**A data block:**
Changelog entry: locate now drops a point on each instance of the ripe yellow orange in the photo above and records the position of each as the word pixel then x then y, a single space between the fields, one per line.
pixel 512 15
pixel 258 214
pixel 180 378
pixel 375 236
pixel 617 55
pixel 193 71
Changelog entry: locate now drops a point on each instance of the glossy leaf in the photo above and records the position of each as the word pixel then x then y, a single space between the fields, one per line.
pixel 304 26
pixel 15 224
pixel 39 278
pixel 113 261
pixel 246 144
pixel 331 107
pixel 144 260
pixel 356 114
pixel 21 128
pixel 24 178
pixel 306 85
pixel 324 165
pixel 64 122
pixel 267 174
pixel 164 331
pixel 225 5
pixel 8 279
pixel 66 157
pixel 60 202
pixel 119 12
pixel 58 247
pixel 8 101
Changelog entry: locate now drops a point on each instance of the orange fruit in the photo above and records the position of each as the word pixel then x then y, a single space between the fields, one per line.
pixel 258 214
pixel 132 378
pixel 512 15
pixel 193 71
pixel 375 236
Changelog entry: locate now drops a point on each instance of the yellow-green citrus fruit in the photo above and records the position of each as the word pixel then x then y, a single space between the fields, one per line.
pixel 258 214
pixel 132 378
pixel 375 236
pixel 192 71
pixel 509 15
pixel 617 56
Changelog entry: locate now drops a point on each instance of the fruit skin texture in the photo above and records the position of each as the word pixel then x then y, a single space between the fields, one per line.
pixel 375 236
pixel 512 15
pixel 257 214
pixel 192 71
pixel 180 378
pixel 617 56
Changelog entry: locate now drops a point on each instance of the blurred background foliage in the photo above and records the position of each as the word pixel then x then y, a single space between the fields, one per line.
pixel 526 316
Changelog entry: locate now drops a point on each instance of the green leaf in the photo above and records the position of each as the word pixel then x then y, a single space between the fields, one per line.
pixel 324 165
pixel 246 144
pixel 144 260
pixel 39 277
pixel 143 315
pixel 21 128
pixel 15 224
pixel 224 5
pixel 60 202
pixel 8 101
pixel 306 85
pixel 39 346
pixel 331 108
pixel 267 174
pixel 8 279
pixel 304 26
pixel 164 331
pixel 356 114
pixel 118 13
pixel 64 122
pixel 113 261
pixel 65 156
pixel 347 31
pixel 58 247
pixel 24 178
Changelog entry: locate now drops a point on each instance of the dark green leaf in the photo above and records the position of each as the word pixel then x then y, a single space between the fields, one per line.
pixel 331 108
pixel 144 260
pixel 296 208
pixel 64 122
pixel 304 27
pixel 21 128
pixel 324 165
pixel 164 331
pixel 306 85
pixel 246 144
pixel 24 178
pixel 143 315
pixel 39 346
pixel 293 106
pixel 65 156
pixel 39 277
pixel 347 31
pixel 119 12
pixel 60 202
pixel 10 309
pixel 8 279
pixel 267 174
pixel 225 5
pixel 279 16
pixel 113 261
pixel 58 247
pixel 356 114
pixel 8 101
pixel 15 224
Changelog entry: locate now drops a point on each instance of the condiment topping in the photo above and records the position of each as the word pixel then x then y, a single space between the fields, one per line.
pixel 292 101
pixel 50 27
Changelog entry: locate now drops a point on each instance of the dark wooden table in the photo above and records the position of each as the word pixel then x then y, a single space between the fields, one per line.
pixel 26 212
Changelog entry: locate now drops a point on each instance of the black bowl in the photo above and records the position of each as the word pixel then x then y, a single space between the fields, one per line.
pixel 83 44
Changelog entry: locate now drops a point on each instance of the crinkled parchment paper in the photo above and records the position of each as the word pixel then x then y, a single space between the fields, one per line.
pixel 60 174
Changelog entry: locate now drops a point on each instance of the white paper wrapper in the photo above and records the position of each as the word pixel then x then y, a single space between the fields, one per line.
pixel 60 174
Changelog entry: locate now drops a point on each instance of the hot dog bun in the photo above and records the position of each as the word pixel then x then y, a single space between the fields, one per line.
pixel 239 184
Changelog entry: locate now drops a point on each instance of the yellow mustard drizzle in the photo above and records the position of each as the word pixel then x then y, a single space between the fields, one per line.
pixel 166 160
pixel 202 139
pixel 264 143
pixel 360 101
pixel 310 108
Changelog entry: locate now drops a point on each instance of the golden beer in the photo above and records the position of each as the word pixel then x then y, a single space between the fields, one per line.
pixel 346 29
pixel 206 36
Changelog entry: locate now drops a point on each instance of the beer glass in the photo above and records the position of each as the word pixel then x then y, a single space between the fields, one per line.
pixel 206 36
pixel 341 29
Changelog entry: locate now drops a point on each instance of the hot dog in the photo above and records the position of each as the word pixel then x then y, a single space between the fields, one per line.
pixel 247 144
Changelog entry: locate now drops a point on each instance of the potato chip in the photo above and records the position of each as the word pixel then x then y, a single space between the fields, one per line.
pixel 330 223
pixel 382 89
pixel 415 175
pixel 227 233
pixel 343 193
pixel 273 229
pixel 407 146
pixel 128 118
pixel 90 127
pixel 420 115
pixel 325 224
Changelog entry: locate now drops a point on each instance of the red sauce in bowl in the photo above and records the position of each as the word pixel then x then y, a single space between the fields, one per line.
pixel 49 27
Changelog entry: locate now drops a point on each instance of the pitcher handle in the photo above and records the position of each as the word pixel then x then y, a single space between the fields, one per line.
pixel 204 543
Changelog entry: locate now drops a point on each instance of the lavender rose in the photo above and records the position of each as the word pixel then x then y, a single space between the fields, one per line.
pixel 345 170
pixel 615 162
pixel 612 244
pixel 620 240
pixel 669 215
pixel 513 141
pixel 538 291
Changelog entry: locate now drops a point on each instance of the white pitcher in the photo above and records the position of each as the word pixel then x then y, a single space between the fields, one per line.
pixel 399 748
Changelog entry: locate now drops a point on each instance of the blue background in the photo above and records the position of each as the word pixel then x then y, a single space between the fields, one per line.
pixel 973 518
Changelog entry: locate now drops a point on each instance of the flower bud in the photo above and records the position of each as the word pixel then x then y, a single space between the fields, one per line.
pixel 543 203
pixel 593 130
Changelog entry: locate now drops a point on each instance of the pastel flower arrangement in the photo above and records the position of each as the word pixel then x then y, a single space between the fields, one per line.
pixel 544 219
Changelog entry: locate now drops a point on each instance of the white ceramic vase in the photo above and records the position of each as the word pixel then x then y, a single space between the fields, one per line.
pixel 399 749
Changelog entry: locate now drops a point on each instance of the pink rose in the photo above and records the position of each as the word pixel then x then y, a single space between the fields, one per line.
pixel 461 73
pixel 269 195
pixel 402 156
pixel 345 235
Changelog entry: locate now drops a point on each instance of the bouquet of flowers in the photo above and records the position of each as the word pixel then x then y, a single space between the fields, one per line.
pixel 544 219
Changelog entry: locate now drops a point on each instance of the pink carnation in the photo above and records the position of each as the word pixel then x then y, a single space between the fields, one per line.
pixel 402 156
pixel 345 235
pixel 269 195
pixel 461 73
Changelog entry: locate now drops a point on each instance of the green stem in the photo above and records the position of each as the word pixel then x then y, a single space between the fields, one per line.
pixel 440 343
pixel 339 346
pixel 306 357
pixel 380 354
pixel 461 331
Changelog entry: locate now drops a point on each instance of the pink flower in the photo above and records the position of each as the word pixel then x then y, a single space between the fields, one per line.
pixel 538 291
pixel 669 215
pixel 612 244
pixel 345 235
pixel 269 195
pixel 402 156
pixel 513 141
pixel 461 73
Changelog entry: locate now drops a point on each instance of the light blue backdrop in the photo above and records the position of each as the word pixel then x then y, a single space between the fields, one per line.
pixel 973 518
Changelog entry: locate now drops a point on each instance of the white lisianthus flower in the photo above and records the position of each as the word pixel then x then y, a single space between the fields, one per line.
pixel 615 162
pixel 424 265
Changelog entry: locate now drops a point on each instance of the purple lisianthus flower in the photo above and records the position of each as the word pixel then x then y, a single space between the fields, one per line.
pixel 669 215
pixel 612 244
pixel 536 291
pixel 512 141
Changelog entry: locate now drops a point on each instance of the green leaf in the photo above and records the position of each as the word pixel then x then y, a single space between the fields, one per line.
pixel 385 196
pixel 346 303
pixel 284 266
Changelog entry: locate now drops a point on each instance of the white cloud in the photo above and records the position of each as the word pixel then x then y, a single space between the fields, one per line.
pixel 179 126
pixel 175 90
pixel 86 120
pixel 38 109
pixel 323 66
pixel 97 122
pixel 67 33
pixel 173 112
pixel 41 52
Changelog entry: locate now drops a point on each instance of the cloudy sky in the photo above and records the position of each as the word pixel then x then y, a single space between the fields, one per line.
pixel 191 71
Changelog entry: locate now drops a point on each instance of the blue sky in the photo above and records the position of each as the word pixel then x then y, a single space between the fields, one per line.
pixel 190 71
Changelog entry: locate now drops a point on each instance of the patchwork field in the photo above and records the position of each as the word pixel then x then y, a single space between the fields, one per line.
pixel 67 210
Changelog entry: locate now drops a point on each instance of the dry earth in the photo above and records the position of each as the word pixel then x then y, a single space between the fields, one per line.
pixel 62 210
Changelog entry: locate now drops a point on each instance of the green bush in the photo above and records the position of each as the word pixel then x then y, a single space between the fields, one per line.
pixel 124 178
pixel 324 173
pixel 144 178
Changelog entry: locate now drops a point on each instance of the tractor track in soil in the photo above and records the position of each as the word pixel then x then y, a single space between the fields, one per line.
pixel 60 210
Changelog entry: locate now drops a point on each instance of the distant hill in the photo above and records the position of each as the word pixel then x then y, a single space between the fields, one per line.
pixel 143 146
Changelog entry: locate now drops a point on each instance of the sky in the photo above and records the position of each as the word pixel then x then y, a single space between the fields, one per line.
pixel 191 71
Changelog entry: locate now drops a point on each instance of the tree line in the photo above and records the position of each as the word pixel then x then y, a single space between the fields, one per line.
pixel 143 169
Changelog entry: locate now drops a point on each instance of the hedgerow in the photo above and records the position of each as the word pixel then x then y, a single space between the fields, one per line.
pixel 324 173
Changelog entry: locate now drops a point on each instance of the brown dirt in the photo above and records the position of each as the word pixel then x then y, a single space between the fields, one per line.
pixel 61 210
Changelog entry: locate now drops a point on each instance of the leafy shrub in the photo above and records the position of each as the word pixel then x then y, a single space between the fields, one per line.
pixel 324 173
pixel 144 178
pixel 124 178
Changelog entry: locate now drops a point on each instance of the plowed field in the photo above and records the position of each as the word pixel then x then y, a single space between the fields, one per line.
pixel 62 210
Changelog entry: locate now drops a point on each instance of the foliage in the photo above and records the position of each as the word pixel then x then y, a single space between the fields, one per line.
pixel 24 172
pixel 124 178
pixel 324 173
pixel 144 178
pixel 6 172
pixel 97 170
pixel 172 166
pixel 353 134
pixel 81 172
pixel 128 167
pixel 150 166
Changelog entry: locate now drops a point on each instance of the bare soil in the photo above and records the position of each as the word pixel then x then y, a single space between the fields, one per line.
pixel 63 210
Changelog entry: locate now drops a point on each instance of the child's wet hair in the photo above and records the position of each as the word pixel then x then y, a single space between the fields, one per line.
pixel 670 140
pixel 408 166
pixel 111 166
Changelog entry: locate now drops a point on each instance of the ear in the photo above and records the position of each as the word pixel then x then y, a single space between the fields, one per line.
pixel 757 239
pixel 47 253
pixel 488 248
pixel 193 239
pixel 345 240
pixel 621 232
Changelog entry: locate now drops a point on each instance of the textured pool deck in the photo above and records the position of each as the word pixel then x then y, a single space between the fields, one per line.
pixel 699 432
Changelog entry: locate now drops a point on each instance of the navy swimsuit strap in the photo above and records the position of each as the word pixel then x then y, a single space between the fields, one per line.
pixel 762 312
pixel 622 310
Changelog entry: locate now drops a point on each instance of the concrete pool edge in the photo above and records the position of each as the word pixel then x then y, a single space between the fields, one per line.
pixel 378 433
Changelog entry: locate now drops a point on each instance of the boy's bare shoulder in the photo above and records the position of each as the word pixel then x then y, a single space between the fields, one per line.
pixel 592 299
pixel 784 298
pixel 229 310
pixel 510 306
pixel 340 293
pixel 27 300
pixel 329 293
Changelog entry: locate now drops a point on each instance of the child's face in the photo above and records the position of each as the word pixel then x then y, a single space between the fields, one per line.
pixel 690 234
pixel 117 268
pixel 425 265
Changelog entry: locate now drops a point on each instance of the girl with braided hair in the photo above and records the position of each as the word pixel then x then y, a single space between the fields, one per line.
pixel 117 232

**Given exercise:** Could you output the lines starting at the one containing "the red sauce" and ending at the one containing "pixel 204 543", both included, as a Markdown table with the columns Row and Line, leaving out any blank lines?

**Full response:**
| Row | Line |
|---|---|
| 1 | Changelog entry: locate now drops a point on each instance of the red sauce in bowl in the photo above and records the position of each as the word pixel then x then y, a single space between the fields, one per line. |
| 2 | pixel 49 27 |
| 3 | Changelog entry: locate now drops a point on each instance of the pitcher handle in the photo above and records the position of each as the word pixel then x then y, a single space between the fields, one per line. |
| 4 | pixel 204 543 |